RECORDS TO PROCESS: Begin

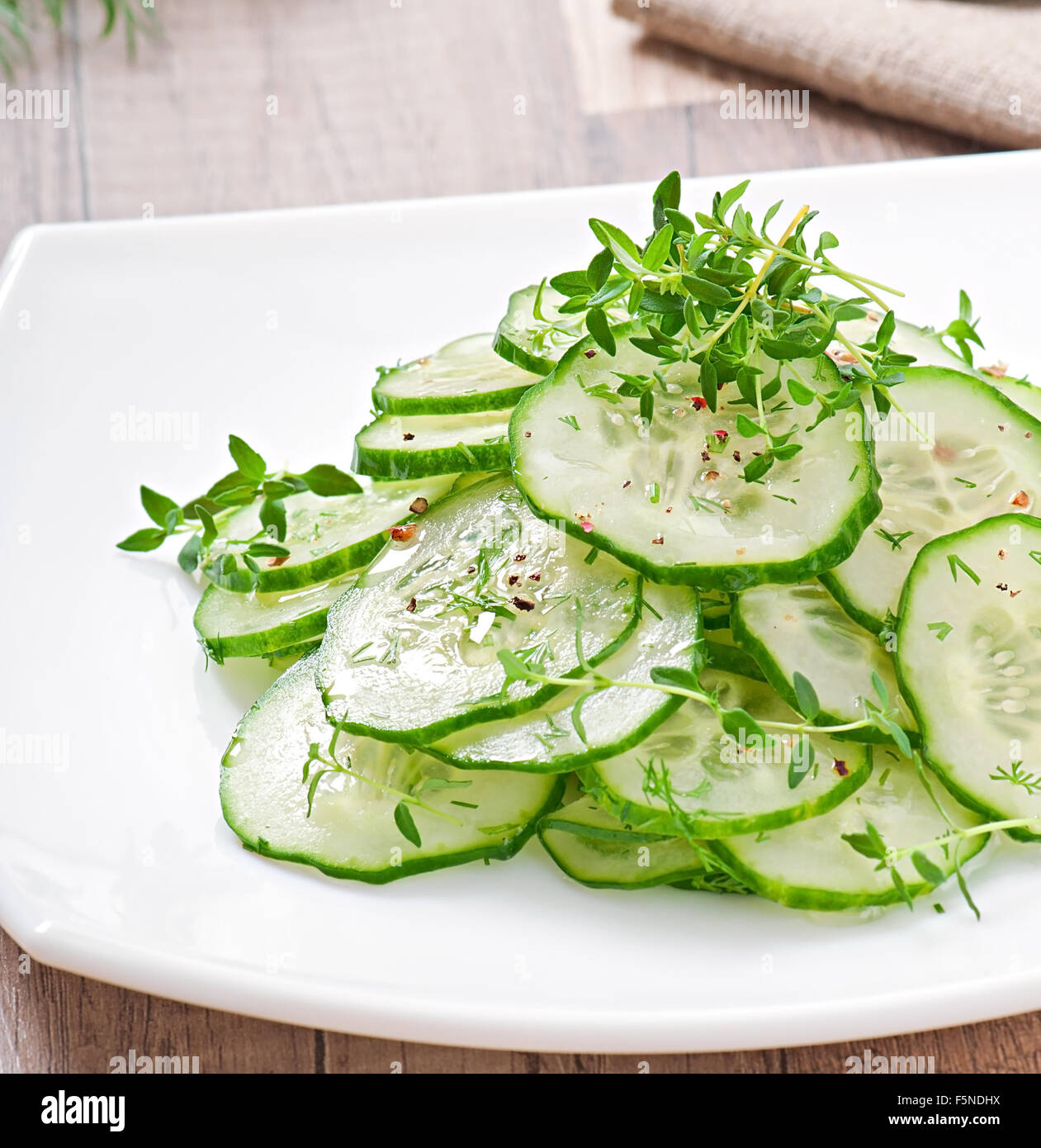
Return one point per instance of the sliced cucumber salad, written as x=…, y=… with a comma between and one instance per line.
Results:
x=929, y=349
x=969, y=656
x=325, y=538
x=793, y=630
x=578, y=727
x=694, y=574
x=464, y=377
x=597, y=850
x=967, y=453
x=288, y=795
x=534, y=334
x=690, y=779
x=411, y=652
x=670, y=496
x=414, y=447
x=264, y=624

RECORDS TO PROCESS: End

TO DO: Retype the data above exactly. Do not carry over any images.

ANSWER TO THIS PROBLEM:
Return one point per instance of the sliced cucumber salad, written as x=…, y=… with a comma between and one instance per line.
Results:
x=929, y=349
x=969, y=656
x=325, y=538
x=793, y=630
x=578, y=727
x=694, y=574
x=464, y=377
x=597, y=850
x=967, y=453
x=288, y=795
x=534, y=334
x=690, y=779
x=411, y=652
x=670, y=496
x=414, y=447
x=264, y=624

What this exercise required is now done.